REQUIRED TASK A:
Please display each line of the entries below that includes the string "Query".

------------------------------------

Prisoners depended on friends and relatives for their food and clean clothes, although after around a year, “prison cell masters” were selected and allowed to collect money from prisoners to go outside and buy fuel, bread, tea, and sugar for breakfast. Visitors had to line up outside and wait until the prison gate was opened, and guards would receive and inspect the incoming food and other items and hand them over to selected prisoners who were allowed close to the gate. These prisoners would then call the names of their fellows to receive their lunch boxes and thermos flasks. Empty lunch boxes and dirty clothes were sent back home in the same way. “In the beginning,” Tesfagiorgis says, “there were so many prisoners, tensions were so high, the guards were so rough, and things were so disorganized that it took hours for relatives and friends to provide us with essentials. It was so time consuming, tiresome, and boring for visitors that many began to come only every other day.”

------------------------------------

REQUIRED TASK B:
In the passage on prison life above, what did the selected prisoners go outside to buy for breakfast?

RECORDS TO USE:
------------------------------------

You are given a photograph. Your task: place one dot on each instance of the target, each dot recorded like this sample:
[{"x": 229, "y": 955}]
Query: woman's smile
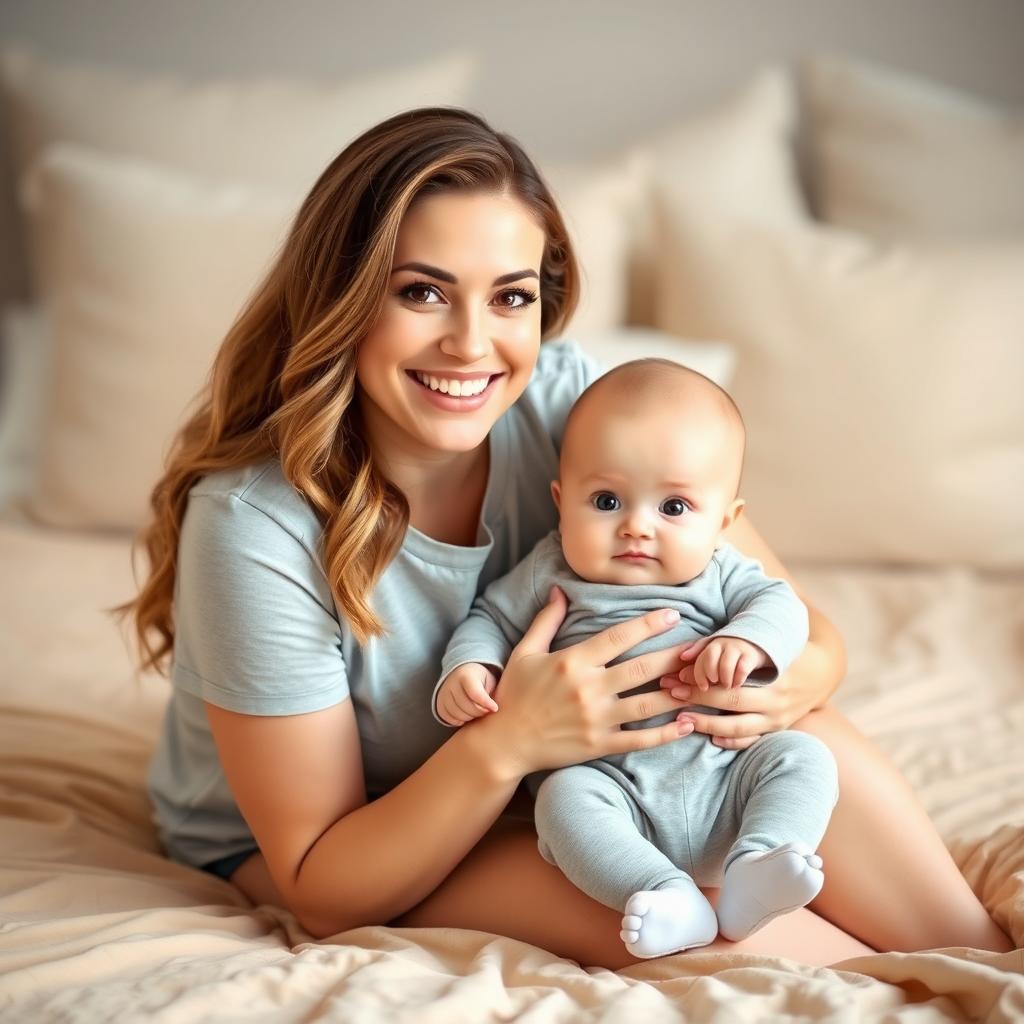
[{"x": 454, "y": 391}]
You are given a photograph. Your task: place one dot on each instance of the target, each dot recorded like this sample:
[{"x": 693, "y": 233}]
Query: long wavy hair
[{"x": 284, "y": 383}]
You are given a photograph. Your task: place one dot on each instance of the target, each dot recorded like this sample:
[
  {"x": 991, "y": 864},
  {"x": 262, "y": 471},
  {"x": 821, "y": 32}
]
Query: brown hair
[{"x": 284, "y": 379}]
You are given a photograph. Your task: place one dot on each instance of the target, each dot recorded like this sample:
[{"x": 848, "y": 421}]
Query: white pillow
[
  {"x": 880, "y": 383},
  {"x": 713, "y": 358},
  {"x": 903, "y": 158},
  {"x": 276, "y": 132},
  {"x": 271, "y": 131},
  {"x": 731, "y": 154},
  {"x": 600, "y": 204},
  {"x": 145, "y": 269},
  {"x": 25, "y": 344}
]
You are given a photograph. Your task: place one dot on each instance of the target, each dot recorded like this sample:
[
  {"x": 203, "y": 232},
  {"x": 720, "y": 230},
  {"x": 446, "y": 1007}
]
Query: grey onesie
[{"x": 653, "y": 818}]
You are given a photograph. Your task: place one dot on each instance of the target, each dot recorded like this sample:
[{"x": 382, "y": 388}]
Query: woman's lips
[{"x": 451, "y": 403}]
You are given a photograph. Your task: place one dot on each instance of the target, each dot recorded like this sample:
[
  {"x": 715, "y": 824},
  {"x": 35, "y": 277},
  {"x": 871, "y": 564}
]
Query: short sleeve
[
  {"x": 563, "y": 372},
  {"x": 256, "y": 627}
]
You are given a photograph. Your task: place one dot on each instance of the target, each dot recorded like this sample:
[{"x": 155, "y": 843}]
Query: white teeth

------------------------------------

FINAL RESULT A:
Query: woman's smile
Query: long wavy hair
Query: brown hair
Query: white pillow
Query: grey onesie
Query: woman's lips
Query: short sleeve
Query: white teeth

FINAL RESULT B:
Fuel, bread, tea, and sugar.